• _STUDY QUESTIONS_:
• 1. Can you transcribe the passage of the protein powder article between "Serving size" and "much, Tiller says.", inclusive?
• 2. What benefits of protein does the protein powder article name in its opening paragraph?
START EXTRACT
Protein is an essential part of a healthy diet. Found in poultry, beans, eggs and more, the macronutrient helps you build muscle mass, keeps your immune system strong, improves your metabolism and helps you feel full after you eat.
With all that in mind, it may seem like a good idea to add protein powder to your diet to help ensure you’re getting enough. But supplementing  with protein powder isn’t necessary for most people, says Kelsey Tiller, a registered dietitian at Tidelands Waccamaw Community Hospital.
“There aren’t many situations where someone needs to add protein powder to his or her diet,” Tiller says. “Most people are capable of consuming enough whole foods to meet their protein needs.”

Serving size

People who exercise often may be tempted to consume protein powder in an effort to keep up with their intense workouts.
But studies have shown that consuming more than about 2 grams of protein per kilogram of weight offers little, if any, benefit, and most people don’t need to consume that much, Tiller says.
END EXTRACT
START EXTRACTED MATERIAL
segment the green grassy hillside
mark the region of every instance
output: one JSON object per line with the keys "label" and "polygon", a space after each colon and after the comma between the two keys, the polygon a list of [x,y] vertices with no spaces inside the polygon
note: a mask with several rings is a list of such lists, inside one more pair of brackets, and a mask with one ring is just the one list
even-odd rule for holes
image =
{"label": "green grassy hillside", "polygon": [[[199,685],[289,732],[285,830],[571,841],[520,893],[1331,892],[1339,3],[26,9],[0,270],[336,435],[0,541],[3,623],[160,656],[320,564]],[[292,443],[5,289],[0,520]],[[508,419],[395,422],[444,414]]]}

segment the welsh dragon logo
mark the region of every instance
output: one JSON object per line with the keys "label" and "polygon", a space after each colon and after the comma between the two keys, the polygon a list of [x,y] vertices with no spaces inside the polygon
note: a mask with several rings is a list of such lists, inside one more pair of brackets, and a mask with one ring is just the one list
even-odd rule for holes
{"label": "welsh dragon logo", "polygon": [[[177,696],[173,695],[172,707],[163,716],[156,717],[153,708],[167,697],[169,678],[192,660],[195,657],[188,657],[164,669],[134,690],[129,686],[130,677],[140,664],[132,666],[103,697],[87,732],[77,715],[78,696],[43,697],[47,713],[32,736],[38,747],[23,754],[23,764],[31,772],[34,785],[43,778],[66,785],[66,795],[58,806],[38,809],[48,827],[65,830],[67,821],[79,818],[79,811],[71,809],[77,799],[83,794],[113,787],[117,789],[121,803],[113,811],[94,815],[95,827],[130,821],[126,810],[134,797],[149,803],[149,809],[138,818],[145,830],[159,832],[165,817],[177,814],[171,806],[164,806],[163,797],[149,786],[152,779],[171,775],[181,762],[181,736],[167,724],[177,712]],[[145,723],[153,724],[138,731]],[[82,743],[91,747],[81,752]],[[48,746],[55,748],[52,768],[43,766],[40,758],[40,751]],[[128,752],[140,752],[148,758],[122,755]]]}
END EXTRACTED MATERIAL
• _RESPONSES FOR EACH TASK_:
• 1.
Serving size

People who exercise often may be tempted to consume protein powder in an effort to keep up with their intense workouts.
But studies have shown that consuming more than about 2 grams of protein per kilogram of weight offers little, if any, benefit, and most people don’t need to consume that much, Tiller says.

• 2.
- Helps you build muscle mass
- Keeps your immune system strong
- Improves your metabolism
- Helps you feel full after you eat